● REQUIREMENTS:
a) In the passage about the EDGAR tool, update the part starting at "But there's a" and ending at "the script manually." by writing it out again with "tool" replaced by "utility".
b) Write what comes next in the passage about the EDGAR command-line tool, picking up after its final sentence.

● PASSAGE PROVIDED:
CLI tool and resources enabling efficient and consistent retrieval of corporate and financial data from the SEC.

What is EDGAR?

EDGAR is a database of corporate filings maintained by the United States Securities and Exchange Commission (SEC). These filings contain a wealth of quantitative and qualitative information on every legal entity that issues non-exempt securities in the United States. Whether you are looking to study the fundamentals of your favorite stocks, or to track the corporate webs weaved by a person or company of interest, EDGAR is the place to do it.

But there's a catch.

To programmatically access EDGAR data in a consistent and reliable manner is a complex problem. Most people who have found solutions to this problem charge a fee for it, or only provide limited free access to the obtained data.

This tool was initially developed as part of the Bellingcat Tech Fellowship program, we hope it helps you utilise this incredible, free resource.

Installation

At the moment, the tool is not available on PyPI yet, hence you need to clone the repository and run the script manually.

Clone the repository and move to the cloned directory

git clone https://github.com/bellingcat/EDGAR.git
cd EDGAR

Option 1: Use a Python Virtual Environment

This method is best if you just want to use EDGAR. See option 2, using Pipenv, if you would like to contribute.

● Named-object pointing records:
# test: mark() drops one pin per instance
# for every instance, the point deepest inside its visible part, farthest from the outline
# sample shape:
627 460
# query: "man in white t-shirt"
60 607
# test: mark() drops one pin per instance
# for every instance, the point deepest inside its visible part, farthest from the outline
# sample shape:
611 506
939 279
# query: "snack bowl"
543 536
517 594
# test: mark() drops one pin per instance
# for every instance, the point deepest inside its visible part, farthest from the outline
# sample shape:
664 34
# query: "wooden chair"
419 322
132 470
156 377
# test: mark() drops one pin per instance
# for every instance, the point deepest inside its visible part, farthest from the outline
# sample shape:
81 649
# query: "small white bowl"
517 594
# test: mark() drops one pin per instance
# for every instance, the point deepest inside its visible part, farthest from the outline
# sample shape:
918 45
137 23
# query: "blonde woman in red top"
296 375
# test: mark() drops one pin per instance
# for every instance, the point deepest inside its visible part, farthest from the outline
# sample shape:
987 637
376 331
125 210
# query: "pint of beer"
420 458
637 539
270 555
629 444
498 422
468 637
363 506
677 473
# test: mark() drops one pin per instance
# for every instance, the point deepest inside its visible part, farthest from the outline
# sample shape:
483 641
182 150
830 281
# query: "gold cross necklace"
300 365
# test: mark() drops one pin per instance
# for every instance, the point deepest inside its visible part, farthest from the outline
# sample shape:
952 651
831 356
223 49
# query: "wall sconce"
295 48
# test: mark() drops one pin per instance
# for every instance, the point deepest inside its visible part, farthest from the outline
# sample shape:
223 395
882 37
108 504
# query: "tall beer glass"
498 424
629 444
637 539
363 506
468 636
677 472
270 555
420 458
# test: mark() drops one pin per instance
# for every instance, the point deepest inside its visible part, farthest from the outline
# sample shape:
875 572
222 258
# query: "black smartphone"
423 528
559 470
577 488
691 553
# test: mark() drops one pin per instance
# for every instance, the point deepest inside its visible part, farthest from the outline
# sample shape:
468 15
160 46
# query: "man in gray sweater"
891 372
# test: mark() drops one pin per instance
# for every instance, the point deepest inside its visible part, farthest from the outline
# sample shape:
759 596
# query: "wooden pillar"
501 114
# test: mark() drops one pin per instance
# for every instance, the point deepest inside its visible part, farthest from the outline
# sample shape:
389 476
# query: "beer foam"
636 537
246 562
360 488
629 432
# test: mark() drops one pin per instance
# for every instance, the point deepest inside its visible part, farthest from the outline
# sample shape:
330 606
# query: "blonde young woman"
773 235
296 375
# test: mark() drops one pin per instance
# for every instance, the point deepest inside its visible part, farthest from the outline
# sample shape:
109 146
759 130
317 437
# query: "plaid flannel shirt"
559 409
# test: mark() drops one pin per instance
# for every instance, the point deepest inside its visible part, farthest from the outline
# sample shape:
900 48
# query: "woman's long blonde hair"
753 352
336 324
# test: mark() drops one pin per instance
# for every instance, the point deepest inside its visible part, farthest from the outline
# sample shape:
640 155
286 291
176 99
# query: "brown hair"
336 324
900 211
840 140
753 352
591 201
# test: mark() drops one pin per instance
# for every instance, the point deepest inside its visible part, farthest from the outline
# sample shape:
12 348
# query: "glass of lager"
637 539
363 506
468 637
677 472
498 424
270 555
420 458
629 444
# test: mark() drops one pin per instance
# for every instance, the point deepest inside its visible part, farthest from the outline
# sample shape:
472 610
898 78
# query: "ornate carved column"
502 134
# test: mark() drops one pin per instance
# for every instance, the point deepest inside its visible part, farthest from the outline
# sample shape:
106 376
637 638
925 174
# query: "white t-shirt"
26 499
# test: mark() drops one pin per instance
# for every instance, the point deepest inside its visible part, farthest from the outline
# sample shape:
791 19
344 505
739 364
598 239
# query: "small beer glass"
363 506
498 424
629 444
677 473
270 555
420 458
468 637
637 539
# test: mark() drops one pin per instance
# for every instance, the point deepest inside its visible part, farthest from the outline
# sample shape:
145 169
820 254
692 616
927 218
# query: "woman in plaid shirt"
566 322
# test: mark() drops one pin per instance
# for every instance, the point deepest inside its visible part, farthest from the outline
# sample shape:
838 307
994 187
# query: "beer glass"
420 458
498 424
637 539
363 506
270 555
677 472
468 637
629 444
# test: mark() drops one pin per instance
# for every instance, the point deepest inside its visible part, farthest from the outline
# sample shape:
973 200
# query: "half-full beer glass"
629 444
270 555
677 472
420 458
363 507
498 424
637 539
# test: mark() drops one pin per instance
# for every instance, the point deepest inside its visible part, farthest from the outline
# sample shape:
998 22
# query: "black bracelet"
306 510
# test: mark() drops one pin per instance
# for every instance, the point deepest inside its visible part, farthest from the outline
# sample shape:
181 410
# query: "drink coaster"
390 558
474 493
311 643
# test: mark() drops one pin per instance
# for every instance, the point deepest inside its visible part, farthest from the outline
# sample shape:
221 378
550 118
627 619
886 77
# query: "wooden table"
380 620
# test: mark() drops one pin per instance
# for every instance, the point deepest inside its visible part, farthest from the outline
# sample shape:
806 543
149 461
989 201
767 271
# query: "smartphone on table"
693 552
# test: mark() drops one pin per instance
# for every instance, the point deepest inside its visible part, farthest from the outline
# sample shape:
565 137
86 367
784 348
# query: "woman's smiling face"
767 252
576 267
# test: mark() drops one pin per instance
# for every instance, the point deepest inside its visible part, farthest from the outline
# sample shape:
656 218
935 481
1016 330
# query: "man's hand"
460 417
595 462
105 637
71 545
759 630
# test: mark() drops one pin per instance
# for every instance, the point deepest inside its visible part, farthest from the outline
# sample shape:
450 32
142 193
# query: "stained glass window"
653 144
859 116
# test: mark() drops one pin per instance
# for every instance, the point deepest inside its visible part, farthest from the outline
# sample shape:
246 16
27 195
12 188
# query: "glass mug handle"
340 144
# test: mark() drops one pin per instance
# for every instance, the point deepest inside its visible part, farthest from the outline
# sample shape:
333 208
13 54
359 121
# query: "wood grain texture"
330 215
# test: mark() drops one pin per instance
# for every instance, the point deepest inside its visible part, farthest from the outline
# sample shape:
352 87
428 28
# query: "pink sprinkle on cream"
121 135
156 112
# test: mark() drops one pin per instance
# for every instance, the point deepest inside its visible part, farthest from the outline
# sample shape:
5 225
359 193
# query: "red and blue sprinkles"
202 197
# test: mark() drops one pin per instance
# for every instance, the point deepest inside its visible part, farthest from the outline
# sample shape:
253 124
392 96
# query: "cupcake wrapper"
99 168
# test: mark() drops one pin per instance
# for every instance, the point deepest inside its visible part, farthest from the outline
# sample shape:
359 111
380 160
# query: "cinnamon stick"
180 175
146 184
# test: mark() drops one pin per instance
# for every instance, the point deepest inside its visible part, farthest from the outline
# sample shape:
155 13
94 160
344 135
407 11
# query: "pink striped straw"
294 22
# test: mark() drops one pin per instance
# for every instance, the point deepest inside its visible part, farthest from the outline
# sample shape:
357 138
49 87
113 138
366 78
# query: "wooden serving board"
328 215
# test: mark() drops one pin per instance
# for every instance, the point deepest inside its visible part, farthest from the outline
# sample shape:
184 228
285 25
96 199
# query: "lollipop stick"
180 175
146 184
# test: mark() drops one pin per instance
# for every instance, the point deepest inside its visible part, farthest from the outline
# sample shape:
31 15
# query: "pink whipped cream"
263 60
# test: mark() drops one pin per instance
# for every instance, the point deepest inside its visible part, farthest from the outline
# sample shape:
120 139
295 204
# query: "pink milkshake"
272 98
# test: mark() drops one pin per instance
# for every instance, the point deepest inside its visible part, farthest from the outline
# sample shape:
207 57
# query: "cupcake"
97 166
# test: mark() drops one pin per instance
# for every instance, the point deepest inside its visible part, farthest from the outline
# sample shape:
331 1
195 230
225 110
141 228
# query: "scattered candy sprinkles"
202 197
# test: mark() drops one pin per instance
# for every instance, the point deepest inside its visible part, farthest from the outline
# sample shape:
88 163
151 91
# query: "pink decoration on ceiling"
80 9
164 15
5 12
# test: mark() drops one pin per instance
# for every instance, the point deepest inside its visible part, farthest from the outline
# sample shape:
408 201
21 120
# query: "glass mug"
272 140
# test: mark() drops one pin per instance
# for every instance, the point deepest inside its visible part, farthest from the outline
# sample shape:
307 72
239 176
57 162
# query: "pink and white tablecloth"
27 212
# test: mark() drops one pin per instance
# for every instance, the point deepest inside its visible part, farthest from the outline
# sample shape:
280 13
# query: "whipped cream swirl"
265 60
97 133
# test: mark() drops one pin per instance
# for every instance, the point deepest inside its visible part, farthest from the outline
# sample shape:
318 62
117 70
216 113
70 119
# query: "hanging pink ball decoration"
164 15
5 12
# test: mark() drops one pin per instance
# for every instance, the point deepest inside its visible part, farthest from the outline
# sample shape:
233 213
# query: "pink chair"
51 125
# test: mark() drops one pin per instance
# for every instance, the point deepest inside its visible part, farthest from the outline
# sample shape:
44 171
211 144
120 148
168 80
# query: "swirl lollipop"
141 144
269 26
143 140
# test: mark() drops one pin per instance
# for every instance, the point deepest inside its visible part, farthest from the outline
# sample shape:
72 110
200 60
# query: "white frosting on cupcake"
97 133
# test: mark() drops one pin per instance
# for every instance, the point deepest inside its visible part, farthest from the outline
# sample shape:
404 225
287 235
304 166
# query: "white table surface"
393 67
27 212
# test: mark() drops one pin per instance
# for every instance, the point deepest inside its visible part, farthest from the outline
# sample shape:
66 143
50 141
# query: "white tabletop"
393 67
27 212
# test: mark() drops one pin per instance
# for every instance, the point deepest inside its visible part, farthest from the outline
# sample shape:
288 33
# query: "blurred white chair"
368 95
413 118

● ANSWERS:
a)
But there's a catch.

To programmatically access EDGAR data in a consistent and reliable manner is a complex problem. Most people who have found solutions to this problem charge a fee for it, or only provide limited free access to the obtained data.

This utility was initially developed as part of the Bellingcat Tech Fellowship program, we hope it helps you utilise this incredible, free resource.

Installation

At the moment, the utility is not available on PyPI yet, hence you need to clone the repository and run the script manually.

b)
Create a virtual environment

python -m venv .venv

On UNIX or Mac activate the virtual environment with

source .venv/bin/activate 

On Windows activate the virtual environment with

.venv\Scripts\activate

Then install the tool with

pip install .

Option 2: Use Pipenv to Manage Your Python Virtual Environment

This workflow is better for those looking to contribute to EDGAR.

Click to expand

Pipenv is a Python virtualenv management tool. It automatically creates and manages a virtualenv for the project, handles adding and removing packages, and generates deterministic builds via Pipfile.lock.

The recommended Python version for this project is Python 3.12, which you can download from https://www.python.org/downloads/

You can install and activate your Pipenv managed virtual environment by running the following:

pip3.12 install pipenv  # Installs Pipenv
pipenv install --dev # Installs all prod & dev dependencies
pipenv shell  # Activates the Python virtual environment

You can always deactivate the virtual environment by typing deactivate in your terminal.

deactivate

You can see all available Pipenv commands by typing pipenv in your terminal. Type pipenv scripts to see available scripts.

(EDGAR)   EDGAR git:(main)  pipenv scripts
Command  Script
-------  -------
format   black .

Which you can then run via pipenv run <script name>

(EDGAR)   EDGAR git:(main)  pipenv run format
All done!  🍰 9 files left unchanged.

Text Search all EDGAR Filings

What is the EDGAR text search tool?

If you're interested in finding all the documents mentioning a certain person, company or phrase in the EDGAR database, you can do that via the full text search page

It isn't always easy to get the information you might need from the SEC, so this Python tool lets you download the search results to a file without having to go through all the pages of results by hand.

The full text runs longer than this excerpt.